§ CHALLENGE 1
Lay out the entries as a numbered list, from the line with "Q: report a point for each instance of the sea" through the end of the entries, leaving out blank lines.

Set($SMTPServer, ‘##########’);
Set($SMTPFrom , ‘rt@rt.#########.com’);

but now, my question has evolved slightly… email seems to be successfully
sent out, but I get the email saying “reply to this address if you have
questions, etc…” I reply to it, and nothing seems to happen.

I’ve added the following lines to /etc/aliases

rt: "|/opt/rt3/bin/rt-mailgate --queue ‘General’ --action correspond --url
http://rt.###########.com"
rt-comment: “|/opt/rt3/bin/rt-mailgate --queue ‘General’ --action comment
–url http://rt.##########.com”

(obviously w/o the # signs…) but nothing seems to happen when I reply to
the email… any ideas as to why?

On Tue, Apr 27, 2010 at 3:37 PM, Curtis Bruneau <curtisb@vianet.ca<mailto: curtisb@vianet.ca>> wrote:

You should be able to set up postfix using the parameter
’relayhost’ for relaying, you can specify a different port if
needed. This would allow you to still use the sendmail commands to
send. This is assuming you can still receive on port 25 for MX
deliveries. Otherwise you may have no choice but to set it up on
your real smtp server.

Chris Hall wrote:

   We're tightly controlling port 25 on our site here, so using
   the local method for sending email is a no go.  I read
   something about installing mailgate on the smtp server here,
   but that has some people... nervous....  My boss seems to
   think it should be a matter of switching a line or two to set
   a smarthost to our smtp server to make it work.  So my
   question is, without dropping additional software or whatnot
   on the smtp server... how can I use an external server for
   sending mail?  What's the preferred and correct configuration
   needed?

   Discover RT's hidden secrets with RT Essentials from O'Reilly
   Media.
   Buy a copy at http://rtbook.bestpractical.com

Ideally it would be on the RT server itself. The SMTP relaying and MTA
are technically separate. You can do just local deliveries on the RT
server which accepts port 25 smtp traffic but think of it as the final
relay destination. You would also have to set up the MTA to recognize
the hostname as accepted so it doesn’t try to relay it back out to
relayhost. I think regardless of your $SMTPServer setting if you had RT
server accepting mail you may want to set up relayhost for bounces and such.

For postfix in /etc/postfix/main.cf you should see the following. The my
networks is to ensure that only localhost can relay through it. This
should for the most part be default already assuming the server was set
up with the RT hostname.

§ CHALLENGE 2
List every full file system path that appears in the email thread.

(Rows from a pointing dataset)
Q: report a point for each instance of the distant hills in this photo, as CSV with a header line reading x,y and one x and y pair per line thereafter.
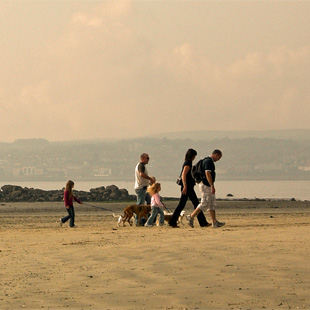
x,y
285,134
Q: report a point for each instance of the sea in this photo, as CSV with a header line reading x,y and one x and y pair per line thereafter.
x,y
299,190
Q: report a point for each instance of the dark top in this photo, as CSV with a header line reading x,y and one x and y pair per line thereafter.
x,y
141,167
208,164
189,179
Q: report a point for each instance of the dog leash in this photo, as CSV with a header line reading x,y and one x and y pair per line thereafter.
x,y
168,210
101,208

§ FULL SOLUTION 1
1. Q: report a point for each instance of the sea in this photo, as CSV with a header line reading x,y and one x and y pair per line thereafter.
2. x,y
3. 299,190
4. Q: report a point for each instance of the dark top in this photo, as CSV with a header line reading x,y and one x and y pair per line thereafter.
5. x,y
6. 141,167
7. 208,164
8. 189,179
9. Q: report a point for each instance of the dog leash in this photo, as CSV with a header line reading x,y and one x and y pair per line thereafter.
10. x,y
11. 168,210
12. 101,208

§ FULL SOLUTION 2
/etc/aliases
/opt/rt3/bin/rt-mailgate
/etc/postfix/main.cf